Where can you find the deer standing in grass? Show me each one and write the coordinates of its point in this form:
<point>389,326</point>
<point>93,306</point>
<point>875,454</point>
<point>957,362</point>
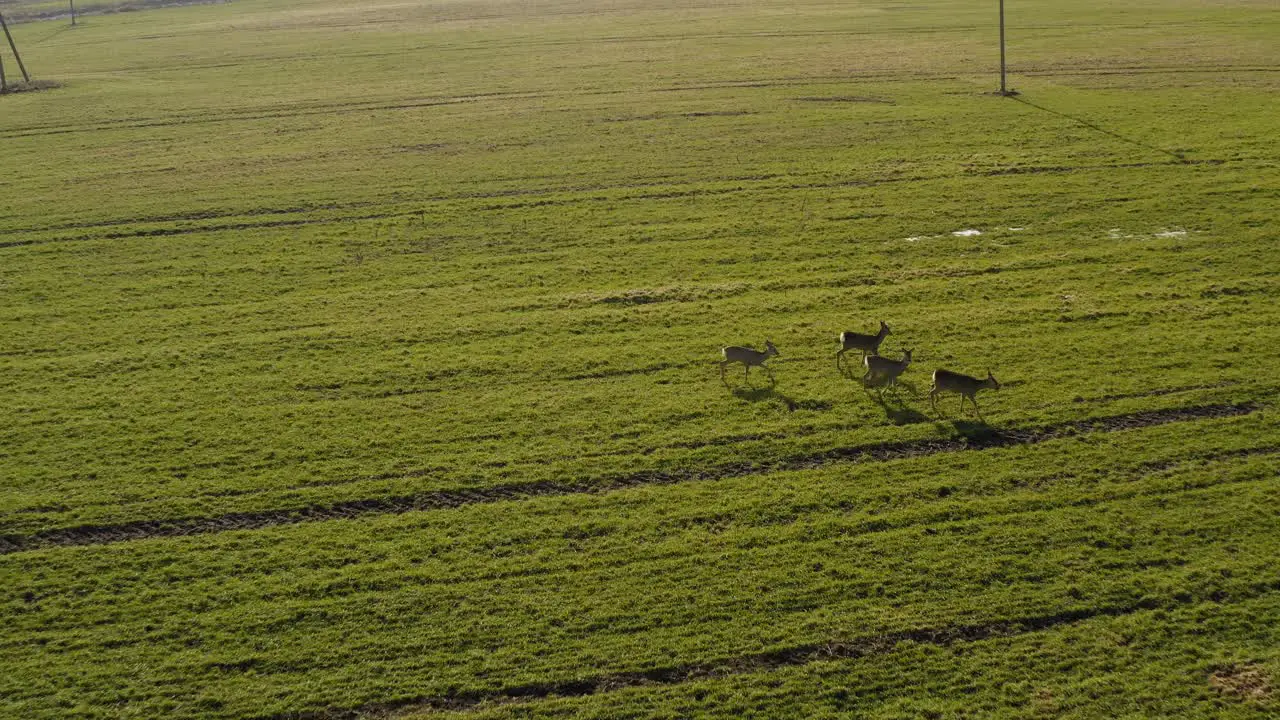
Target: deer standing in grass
<point>868,343</point>
<point>748,356</point>
<point>882,370</point>
<point>946,381</point>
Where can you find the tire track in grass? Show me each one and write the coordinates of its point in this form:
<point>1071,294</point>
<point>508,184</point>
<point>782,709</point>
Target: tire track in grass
<point>982,438</point>
<point>351,588</point>
<point>754,183</point>
<point>798,655</point>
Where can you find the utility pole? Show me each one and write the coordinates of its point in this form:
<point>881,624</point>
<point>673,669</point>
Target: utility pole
<point>14,48</point>
<point>1004,87</point>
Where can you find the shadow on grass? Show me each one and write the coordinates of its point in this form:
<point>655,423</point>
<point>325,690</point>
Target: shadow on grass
<point>891,402</point>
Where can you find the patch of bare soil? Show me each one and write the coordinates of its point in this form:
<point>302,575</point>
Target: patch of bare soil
<point>1248,682</point>
<point>30,86</point>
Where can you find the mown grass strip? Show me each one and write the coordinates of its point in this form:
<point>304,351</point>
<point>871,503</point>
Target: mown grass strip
<point>777,659</point>
<point>977,437</point>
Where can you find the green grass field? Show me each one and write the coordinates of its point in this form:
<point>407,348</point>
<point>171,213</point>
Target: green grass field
<point>361,360</point>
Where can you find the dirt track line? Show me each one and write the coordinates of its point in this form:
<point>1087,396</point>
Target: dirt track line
<point>794,656</point>
<point>581,199</point>
<point>350,589</point>
<point>983,438</point>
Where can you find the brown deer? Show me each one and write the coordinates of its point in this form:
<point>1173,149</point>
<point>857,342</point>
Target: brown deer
<point>748,356</point>
<point>868,343</point>
<point>883,370</point>
<point>946,381</point>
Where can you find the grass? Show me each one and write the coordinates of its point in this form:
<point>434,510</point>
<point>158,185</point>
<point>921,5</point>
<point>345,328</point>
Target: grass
<point>410,315</point>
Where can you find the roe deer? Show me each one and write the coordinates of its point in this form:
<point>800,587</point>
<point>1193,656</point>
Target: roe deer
<point>868,343</point>
<point>885,370</point>
<point>946,381</point>
<point>748,356</point>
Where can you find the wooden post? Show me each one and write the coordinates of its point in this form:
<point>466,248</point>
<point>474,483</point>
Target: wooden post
<point>1004,89</point>
<point>14,48</point>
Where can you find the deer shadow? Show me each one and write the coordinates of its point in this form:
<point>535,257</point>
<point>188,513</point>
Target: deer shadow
<point>895,409</point>
<point>766,395</point>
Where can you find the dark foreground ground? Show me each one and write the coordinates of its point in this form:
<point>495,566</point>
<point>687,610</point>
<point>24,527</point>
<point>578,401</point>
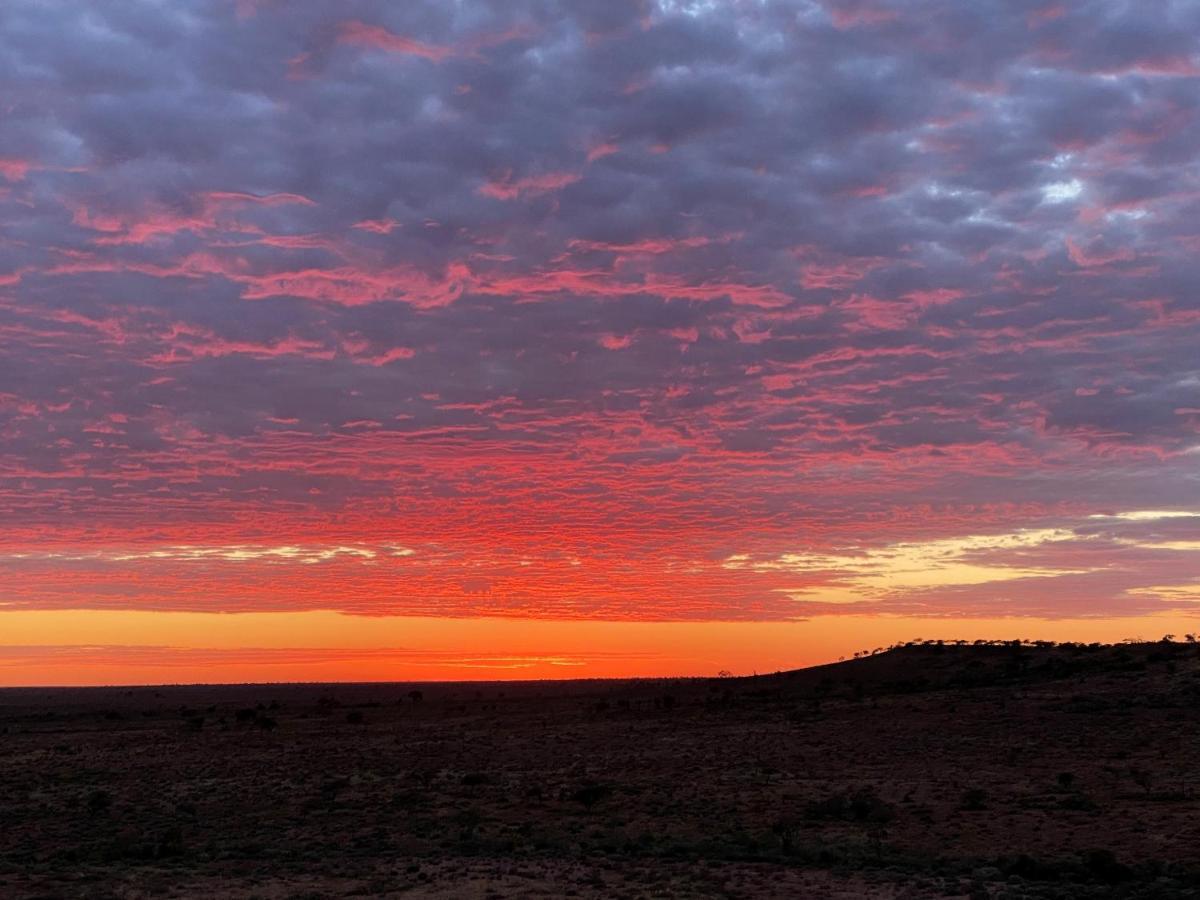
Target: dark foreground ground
<point>972,772</point>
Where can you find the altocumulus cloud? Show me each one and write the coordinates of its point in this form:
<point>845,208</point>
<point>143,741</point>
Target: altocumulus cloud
<point>625,310</point>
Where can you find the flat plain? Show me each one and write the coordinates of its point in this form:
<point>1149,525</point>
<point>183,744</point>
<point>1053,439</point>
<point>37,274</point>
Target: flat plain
<point>979,771</point>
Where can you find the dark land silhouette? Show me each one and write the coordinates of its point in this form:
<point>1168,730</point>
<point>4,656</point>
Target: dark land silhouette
<point>931,769</point>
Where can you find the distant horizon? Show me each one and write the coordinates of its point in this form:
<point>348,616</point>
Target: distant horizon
<point>629,651</point>
<point>634,336</point>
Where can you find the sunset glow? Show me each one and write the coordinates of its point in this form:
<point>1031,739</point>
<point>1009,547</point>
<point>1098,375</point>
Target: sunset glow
<point>406,341</point>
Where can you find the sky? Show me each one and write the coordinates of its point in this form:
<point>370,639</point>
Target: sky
<point>532,339</point>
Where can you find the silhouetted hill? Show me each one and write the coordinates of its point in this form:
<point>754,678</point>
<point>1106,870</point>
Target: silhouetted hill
<point>990,771</point>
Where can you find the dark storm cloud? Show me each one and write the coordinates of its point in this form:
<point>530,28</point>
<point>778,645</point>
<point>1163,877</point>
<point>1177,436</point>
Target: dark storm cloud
<point>774,270</point>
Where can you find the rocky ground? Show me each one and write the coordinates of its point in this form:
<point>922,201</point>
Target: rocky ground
<point>929,771</point>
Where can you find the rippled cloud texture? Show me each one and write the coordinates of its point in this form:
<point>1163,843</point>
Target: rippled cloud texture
<point>600,309</point>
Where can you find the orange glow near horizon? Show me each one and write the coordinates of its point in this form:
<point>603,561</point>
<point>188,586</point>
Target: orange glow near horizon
<point>550,340</point>
<point>81,648</point>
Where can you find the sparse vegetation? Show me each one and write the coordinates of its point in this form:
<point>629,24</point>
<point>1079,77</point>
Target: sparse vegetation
<point>934,769</point>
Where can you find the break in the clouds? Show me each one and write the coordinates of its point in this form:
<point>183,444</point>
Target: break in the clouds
<point>628,310</point>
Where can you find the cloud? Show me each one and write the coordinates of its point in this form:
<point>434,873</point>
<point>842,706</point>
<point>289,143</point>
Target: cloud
<point>847,289</point>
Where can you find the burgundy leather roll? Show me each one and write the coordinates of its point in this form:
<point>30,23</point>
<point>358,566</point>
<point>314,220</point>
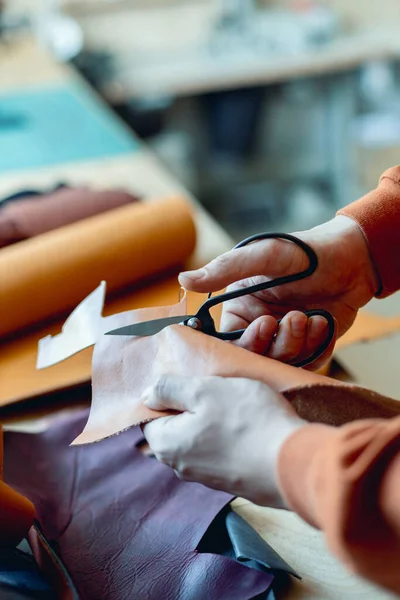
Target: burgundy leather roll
<point>125,526</point>
<point>24,218</point>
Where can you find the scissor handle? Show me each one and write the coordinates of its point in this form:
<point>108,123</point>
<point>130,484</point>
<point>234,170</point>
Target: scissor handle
<point>266,285</point>
<point>204,312</point>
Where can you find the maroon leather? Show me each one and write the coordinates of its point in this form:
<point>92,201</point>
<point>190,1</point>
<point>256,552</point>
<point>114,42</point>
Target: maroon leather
<point>27,217</point>
<point>125,525</point>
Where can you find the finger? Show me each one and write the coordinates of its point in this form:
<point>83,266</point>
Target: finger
<point>241,312</point>
<point>267,257</point>
<point>316,335</point>
<point>171,393</point>
<point>290,338</point>
<point>259,335</point>
<point>162,437</point>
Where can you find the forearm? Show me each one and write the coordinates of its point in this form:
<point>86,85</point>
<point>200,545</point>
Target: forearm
<point>346,481</point>
<point>378,216</point>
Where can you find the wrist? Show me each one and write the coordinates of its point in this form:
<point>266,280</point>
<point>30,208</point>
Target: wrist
<point>296,465</point>
<point>345,233</point>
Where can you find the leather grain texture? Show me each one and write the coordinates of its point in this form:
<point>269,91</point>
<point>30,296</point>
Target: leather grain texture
<point>124,524</point>
<point>124,367</point>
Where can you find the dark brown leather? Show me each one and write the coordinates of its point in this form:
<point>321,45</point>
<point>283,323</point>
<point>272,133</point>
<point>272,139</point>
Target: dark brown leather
<point>27,217</point>
<point>124,524</point>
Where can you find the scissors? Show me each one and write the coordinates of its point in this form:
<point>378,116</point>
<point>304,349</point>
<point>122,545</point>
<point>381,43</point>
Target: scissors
<point>203,321</point>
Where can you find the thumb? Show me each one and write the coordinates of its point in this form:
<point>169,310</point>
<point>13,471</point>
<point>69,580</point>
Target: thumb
<point>271,258</point>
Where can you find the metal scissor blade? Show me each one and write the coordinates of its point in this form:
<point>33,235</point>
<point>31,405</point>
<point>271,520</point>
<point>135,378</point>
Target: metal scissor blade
<point>148,327</point>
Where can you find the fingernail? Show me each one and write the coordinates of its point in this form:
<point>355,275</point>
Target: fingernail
<point>265,332</point>
<point>298,326</point>
<point>147,395</point>
<point>194,275</point>
<point>316,327</point>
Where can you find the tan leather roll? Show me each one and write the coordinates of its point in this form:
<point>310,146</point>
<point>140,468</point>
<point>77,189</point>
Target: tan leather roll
<point>48,275</point>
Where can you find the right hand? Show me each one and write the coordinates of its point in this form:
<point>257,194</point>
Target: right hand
<point>344,282</point>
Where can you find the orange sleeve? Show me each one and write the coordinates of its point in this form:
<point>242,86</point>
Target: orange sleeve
<point>16,512</point>
<point>378,215</point>
<point>346,481</point>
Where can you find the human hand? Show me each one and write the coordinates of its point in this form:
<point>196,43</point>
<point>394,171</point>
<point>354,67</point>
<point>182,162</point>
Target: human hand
<point>227,436</point>
<point>344,282</point>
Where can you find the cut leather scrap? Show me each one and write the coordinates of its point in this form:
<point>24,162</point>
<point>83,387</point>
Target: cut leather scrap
<point>18,356</point>
<point>50,274</point>
<point>124,525</point>
<point>80,331</point>
<point>233,536</point>
<point>150,243</point>
<point>124,367</point>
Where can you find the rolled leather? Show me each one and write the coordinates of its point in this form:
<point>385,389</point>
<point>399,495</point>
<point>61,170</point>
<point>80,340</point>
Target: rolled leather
<point>48,275</point>
<point>27,216</point>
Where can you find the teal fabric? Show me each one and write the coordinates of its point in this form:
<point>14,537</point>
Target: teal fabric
<point>47,127</point>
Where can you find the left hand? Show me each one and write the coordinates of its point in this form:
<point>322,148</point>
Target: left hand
<point>228,435</point>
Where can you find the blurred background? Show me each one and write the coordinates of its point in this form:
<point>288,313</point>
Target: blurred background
<point>273,113</point>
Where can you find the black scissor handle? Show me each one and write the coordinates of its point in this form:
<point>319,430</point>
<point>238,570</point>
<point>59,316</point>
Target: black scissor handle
<point>208,323</point>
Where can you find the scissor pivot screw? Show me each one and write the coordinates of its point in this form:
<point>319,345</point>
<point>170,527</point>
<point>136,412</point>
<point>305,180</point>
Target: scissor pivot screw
<point>194,323</point>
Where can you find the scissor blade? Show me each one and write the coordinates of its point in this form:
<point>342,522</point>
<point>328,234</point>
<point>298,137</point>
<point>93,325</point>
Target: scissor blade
<point>148,327</point>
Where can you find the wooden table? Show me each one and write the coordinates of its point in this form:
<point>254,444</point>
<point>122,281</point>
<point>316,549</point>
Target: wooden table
<point>24,66</point>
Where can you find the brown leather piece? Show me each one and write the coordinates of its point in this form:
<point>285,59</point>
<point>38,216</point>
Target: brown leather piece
<point>340,404</point>
<point>50,274</point>
<point>28,217</point>
<point>123,367</point>
<point>150,242</point>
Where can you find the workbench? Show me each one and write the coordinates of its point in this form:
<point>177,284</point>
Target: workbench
<point>127,163</point>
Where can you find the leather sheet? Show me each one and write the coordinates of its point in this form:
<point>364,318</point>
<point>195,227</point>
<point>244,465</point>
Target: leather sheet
<point>24,218</point>
<point>138,249</point>
<point>123,367</point>
<point>45,276</point>
<point>124,525</point>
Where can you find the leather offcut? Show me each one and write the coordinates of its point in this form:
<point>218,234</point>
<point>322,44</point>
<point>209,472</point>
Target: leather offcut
<point>125,526</point>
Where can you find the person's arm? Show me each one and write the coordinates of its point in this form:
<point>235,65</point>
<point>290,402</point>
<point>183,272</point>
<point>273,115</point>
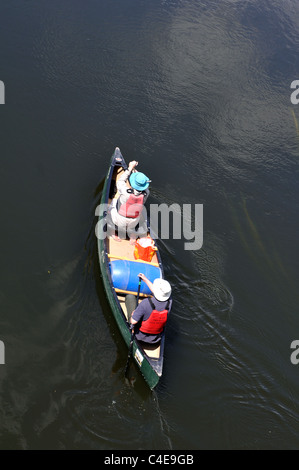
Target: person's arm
<point>147,281</point>
<point>122,181</point>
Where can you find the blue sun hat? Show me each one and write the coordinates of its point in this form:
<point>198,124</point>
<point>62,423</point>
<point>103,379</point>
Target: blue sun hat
<point>139,181</point>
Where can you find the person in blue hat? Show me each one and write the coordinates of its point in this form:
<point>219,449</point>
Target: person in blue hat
<point>128,210</point>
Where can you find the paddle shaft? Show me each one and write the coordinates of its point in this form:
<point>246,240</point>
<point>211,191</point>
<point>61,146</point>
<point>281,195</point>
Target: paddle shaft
<point>132,334</point>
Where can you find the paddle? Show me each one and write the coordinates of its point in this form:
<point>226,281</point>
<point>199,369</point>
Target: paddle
<point>132,334</point>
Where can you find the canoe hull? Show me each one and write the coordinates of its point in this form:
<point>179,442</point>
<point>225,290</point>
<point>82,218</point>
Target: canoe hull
<point>151,369</point>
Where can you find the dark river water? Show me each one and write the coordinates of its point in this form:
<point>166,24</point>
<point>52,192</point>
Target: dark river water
<point>199,93</point>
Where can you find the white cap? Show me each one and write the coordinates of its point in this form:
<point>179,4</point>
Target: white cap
<point>161,289</point>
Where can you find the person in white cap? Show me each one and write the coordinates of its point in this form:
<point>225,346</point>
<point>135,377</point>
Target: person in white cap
<point>150,316</point>
<point>128,210</point>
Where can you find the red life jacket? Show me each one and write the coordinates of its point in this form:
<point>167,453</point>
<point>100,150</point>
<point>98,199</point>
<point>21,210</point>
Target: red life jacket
<point>155,323</point>
<point>132,207</point>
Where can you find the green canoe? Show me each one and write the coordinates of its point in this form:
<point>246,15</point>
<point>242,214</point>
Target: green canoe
<point>149,358</point>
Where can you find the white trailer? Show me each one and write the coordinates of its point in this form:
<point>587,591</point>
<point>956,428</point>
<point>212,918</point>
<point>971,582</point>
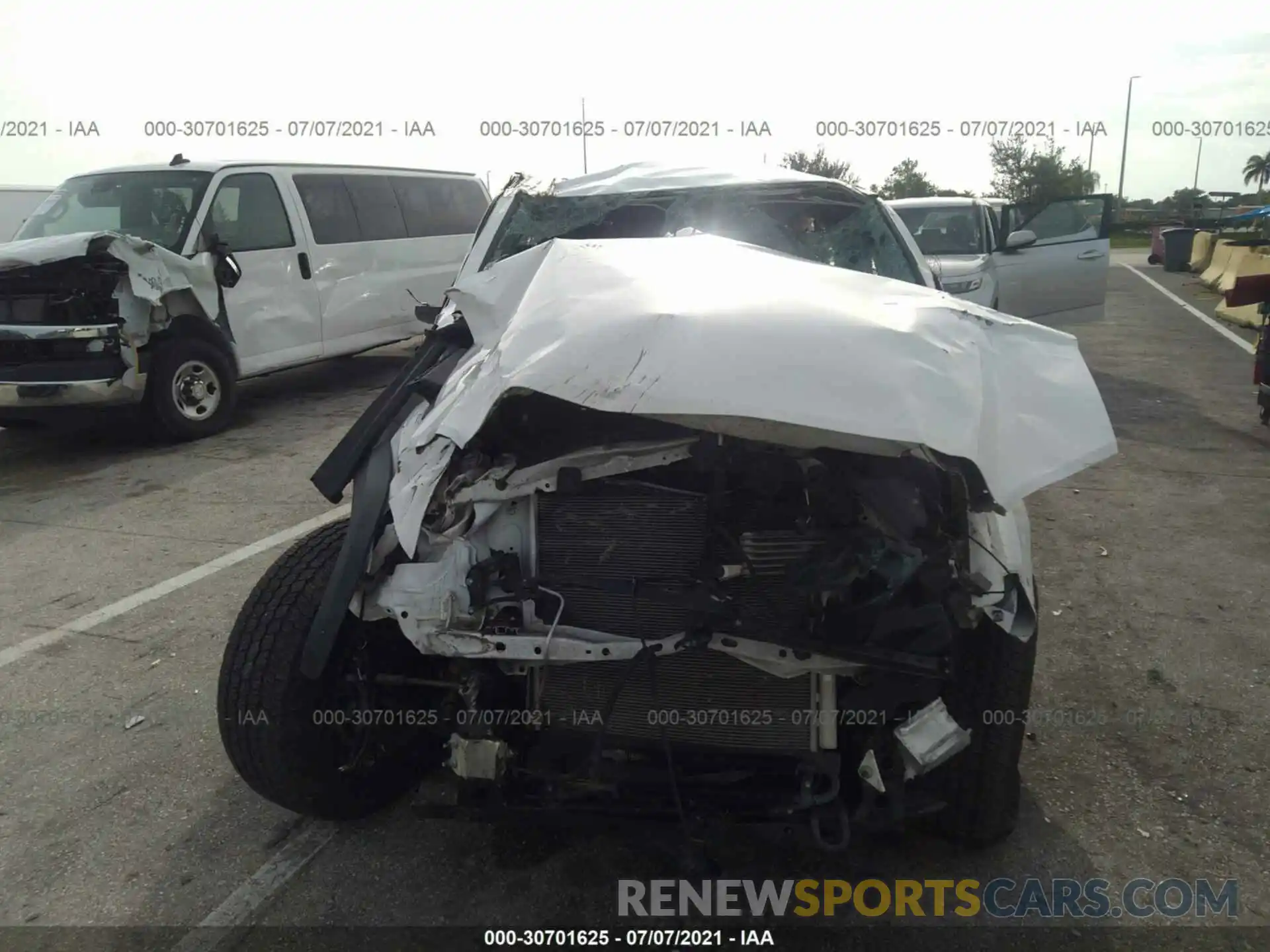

▶ **Do this**:
Please copy the material from the line containing "Where can you find the finger?" through the line containing "<point>378,216</point>", keeping both of those lines and every line between them unchanged.

▶ **The reply**:
Where can you find the finger? Show me each one and write the coordinates of its point in this form:
<point>83,266</point>
Target: finger
<point>241,312</point>
<point>267,257</point>
<point>316,335</point>
<point>171,393</point>
<point>290,338</point>
<point>259,335</point>
<point>162,437</point>
Where can you find the forearm? Show me each one and write the coordinates of its point in this form:
<point>86,85</point>
<point>200,545</point>
Target: forearm
<point>346,481</point>
<point>378,216</point>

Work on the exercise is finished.